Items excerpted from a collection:
§

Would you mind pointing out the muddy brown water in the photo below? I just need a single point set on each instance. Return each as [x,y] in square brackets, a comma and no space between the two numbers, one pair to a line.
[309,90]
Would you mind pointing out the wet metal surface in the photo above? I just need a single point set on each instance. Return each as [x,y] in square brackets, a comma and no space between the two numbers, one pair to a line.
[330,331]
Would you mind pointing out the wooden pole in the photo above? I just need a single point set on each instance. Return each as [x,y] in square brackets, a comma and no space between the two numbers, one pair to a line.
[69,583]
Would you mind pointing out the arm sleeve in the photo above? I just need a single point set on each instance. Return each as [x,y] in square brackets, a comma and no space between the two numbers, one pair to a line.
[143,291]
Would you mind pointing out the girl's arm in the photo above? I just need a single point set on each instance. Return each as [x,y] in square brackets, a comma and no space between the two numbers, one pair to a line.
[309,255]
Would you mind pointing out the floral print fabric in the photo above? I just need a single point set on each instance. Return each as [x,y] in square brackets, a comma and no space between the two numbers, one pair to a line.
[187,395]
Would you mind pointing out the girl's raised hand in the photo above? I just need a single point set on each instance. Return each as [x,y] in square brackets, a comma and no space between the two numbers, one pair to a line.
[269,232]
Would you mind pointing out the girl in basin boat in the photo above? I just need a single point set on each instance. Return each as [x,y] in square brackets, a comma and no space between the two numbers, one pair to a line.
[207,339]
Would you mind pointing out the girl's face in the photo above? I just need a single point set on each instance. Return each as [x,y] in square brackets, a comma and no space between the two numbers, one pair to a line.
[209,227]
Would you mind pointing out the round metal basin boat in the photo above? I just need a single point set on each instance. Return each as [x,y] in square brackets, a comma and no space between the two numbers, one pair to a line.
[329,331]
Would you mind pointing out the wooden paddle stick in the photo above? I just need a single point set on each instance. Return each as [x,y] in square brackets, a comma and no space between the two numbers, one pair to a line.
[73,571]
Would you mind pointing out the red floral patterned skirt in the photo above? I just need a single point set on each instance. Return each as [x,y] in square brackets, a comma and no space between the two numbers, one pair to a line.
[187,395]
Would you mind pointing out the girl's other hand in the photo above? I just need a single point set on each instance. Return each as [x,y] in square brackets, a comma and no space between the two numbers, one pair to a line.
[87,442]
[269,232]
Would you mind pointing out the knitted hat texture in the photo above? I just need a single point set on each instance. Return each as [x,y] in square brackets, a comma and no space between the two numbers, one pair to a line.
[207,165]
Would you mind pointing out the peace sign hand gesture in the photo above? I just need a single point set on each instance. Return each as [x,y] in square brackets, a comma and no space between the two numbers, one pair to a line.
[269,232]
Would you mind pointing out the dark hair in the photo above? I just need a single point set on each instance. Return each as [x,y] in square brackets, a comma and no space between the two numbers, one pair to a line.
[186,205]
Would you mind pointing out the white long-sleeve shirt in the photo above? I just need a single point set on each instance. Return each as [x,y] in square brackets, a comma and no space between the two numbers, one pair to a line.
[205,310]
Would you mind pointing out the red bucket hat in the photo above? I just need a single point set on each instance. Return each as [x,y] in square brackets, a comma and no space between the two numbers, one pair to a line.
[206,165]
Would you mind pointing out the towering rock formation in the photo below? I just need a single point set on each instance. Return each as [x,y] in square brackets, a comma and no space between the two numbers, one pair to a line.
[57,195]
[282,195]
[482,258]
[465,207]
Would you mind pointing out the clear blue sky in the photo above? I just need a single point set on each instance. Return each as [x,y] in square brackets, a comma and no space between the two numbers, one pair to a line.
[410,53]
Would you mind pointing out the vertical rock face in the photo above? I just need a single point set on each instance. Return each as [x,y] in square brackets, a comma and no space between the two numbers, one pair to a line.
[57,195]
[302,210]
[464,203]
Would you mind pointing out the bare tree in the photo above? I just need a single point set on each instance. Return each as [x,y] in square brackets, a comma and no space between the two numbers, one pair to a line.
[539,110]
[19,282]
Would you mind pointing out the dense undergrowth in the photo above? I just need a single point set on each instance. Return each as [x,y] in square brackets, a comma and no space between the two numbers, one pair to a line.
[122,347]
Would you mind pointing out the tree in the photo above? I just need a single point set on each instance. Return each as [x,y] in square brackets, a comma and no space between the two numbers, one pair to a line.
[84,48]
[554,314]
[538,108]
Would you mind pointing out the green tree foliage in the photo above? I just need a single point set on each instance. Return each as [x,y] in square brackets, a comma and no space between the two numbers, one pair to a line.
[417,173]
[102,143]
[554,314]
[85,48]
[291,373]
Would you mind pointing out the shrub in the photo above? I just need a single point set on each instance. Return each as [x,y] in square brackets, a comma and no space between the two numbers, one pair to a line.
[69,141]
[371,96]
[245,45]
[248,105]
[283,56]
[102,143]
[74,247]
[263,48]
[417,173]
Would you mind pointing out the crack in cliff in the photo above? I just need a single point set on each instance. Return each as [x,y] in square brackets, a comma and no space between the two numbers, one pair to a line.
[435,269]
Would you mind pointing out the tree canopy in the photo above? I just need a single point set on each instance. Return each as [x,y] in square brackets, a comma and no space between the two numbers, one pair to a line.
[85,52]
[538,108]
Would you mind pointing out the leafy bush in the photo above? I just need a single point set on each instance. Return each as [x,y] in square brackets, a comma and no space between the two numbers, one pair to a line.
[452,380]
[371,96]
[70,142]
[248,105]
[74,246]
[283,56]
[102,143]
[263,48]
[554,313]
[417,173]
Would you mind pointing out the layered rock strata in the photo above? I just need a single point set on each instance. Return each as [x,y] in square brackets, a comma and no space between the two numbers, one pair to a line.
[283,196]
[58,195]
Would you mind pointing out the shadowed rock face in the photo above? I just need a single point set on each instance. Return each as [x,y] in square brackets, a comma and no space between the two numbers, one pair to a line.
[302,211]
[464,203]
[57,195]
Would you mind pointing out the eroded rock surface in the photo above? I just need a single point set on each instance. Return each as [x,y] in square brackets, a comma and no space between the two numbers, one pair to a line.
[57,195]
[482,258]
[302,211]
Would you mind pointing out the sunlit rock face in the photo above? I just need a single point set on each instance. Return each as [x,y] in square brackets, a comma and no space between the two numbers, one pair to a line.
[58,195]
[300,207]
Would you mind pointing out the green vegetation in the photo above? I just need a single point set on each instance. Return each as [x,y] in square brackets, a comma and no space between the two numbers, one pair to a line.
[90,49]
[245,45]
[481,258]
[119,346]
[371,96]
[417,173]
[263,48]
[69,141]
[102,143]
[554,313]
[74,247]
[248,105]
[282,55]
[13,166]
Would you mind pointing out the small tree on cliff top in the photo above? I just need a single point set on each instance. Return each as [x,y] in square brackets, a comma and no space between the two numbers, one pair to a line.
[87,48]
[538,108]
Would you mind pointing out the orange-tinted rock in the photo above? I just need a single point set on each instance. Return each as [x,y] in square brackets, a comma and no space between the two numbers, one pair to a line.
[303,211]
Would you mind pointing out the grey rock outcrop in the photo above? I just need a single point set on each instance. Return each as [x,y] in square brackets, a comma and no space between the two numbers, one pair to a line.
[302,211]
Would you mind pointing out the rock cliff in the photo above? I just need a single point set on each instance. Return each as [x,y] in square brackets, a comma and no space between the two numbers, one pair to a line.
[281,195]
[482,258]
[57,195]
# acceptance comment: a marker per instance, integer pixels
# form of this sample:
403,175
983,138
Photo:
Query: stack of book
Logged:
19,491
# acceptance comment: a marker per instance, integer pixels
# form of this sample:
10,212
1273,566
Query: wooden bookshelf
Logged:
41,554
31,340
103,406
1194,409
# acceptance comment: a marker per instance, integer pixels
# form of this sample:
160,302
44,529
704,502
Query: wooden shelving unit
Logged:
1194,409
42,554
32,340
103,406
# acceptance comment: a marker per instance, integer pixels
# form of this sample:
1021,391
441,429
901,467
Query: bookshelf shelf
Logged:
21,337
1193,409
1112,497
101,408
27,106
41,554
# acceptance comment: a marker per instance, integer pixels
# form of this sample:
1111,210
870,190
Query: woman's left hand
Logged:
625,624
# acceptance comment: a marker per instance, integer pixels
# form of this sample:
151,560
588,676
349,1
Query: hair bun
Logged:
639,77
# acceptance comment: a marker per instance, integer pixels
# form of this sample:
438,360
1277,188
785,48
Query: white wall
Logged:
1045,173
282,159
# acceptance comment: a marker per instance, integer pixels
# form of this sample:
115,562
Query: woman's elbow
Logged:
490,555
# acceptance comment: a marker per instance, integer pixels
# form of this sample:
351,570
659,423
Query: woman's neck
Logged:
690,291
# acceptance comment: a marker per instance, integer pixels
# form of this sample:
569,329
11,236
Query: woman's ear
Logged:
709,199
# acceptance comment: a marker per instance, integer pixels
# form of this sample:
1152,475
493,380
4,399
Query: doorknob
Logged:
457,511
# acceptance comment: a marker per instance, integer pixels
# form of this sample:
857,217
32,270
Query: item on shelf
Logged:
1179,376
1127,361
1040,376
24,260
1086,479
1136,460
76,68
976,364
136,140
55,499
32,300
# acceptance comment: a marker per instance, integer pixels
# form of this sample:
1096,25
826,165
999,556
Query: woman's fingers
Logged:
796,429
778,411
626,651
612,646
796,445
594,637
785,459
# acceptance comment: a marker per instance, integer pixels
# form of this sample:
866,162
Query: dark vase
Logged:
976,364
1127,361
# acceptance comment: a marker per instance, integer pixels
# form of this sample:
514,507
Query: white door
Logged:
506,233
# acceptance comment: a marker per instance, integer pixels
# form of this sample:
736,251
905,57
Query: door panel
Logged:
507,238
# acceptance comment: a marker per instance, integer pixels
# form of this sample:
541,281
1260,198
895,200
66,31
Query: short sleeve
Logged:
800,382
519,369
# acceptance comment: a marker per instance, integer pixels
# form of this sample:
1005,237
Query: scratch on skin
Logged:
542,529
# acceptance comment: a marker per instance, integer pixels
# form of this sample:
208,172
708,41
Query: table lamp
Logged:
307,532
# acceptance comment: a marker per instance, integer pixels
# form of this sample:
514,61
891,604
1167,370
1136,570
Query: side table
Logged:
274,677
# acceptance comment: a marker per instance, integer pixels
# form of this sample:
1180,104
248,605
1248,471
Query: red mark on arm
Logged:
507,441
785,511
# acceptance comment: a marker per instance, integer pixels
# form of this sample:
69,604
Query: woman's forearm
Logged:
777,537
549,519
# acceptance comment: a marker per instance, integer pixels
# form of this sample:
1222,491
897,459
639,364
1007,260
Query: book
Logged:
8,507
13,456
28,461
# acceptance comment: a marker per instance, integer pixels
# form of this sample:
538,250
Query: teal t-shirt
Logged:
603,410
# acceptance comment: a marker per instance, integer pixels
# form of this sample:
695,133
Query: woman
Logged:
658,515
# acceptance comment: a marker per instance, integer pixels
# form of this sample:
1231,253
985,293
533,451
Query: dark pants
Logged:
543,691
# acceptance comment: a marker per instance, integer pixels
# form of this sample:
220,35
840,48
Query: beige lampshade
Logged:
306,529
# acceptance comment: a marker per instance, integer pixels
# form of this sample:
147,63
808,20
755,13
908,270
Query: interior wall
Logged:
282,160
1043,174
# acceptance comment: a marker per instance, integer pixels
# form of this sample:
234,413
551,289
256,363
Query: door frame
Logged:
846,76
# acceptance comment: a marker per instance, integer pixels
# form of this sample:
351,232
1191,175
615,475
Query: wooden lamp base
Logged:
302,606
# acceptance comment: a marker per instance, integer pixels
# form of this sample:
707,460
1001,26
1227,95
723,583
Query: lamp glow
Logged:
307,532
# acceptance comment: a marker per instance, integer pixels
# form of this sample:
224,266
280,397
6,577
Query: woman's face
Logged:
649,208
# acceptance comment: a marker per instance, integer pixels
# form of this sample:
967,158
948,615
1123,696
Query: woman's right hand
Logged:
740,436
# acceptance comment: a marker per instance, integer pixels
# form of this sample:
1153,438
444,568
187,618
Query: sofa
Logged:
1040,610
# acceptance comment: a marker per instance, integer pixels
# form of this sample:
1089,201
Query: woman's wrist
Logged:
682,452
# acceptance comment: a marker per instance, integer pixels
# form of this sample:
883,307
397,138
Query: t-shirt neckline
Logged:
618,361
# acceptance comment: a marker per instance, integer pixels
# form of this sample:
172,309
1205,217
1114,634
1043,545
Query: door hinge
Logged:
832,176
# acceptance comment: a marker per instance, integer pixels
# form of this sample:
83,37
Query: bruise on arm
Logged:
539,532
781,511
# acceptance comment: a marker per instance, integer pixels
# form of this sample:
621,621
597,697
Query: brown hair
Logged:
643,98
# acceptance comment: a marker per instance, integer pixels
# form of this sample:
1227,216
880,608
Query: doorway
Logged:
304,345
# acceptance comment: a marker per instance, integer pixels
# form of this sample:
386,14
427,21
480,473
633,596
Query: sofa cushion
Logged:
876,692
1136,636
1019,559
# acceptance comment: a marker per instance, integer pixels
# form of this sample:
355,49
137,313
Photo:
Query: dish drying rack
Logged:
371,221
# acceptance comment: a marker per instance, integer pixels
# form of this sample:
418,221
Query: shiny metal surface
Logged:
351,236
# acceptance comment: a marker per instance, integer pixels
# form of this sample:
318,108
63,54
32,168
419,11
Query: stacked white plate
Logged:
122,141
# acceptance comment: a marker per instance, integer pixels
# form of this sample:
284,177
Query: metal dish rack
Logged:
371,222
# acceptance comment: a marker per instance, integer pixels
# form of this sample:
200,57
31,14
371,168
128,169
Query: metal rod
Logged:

§

REQUIREMENTS: Pull out every line of the items above that contains the word "boat", treating case as significant.

CORRECT ANSWER:
Would you mind pointing out the girl in basin boat in the photo above? I just need a single point set on each instance. Return each as [x,y] in square brackets, a comma and no space between the two numbers, one pair to a line.
Would you mind pointing out the round metal basin boat in the photo above? I just need a single point set on each instance. Return each as [x,y] in square brackets, a comma and no space between the two numbers, one pair to a line.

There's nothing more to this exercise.